* _Supplied text_

## Begin

Working with Mixture Components
^^^^^^^^^^^^^^^^^^^^^^^^^^^^^^^

For mixture models, you can access specific components:

.. code-block:: python

    # Get results for the first component
    component_results = results.get_component(0)
    
    # The component results are a non-mixture ScribeResults object
    print(component_results.model_type)  # e.g., "nbdm" instead of "nbdm_mix"

Posterior Sampling
^^^^^^^^^^^^^^^^^

The ``ScribeResults`` class provides several methods for generating different
types of samples:

1. **Posterior Parameter Samples**: Draw samples directly from the fitted
   parameter distributions using ``get_posterior_samples()``. These samples
   represent uncertainty in the model parameters as sampled from the variational
   posterior distribution.

2. **Predictive Samples**: Generate new data from the model using
   ``get_predictive_samples()``. This simulates new count data using the MAP
   parameter estimates.

## End

* _Exercise task_
Copy the part of the mixture components passage that opens with the words "For mixture models, you" and closes with "component_results = results.get_component(0)", swapping "first component" for "second component".

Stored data
## Begin

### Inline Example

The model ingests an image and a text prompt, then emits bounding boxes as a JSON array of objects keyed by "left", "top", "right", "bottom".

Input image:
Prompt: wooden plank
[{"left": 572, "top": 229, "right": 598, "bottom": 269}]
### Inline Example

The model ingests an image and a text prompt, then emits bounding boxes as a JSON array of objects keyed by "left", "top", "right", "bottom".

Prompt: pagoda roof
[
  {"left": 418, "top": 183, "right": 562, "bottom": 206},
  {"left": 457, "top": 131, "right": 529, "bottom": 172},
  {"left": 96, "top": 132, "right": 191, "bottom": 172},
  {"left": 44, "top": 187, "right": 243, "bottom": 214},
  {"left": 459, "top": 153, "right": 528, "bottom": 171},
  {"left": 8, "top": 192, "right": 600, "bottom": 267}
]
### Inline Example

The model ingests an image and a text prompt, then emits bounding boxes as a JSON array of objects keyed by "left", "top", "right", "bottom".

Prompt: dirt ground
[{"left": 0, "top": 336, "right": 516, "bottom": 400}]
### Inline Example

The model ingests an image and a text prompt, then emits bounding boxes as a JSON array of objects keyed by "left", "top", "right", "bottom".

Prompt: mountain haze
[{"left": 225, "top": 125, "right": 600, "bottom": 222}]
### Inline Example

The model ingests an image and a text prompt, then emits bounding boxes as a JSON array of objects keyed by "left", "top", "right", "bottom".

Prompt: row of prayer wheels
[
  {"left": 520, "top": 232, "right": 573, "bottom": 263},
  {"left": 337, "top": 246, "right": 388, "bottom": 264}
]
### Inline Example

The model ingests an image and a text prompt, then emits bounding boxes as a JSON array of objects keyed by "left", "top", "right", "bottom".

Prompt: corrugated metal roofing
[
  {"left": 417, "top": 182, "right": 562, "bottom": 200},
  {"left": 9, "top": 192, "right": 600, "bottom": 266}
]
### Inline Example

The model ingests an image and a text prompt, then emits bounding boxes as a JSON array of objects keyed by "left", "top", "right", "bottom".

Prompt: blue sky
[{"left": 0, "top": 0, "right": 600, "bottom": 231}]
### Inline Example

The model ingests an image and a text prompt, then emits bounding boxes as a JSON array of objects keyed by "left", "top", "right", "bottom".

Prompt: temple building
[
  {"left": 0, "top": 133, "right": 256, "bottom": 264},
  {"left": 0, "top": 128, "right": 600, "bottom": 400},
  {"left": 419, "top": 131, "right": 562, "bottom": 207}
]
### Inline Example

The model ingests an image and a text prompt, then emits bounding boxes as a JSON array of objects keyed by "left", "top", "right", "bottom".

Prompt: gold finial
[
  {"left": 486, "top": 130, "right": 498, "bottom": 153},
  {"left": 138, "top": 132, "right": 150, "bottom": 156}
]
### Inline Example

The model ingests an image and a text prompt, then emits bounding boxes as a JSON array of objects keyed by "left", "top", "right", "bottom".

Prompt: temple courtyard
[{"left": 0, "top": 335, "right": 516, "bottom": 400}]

## End

* _Correct result_
For mixture models, you can access specific components:

.. code-block:: python

    # Get results for the second component
    component_results = results.get_component(0)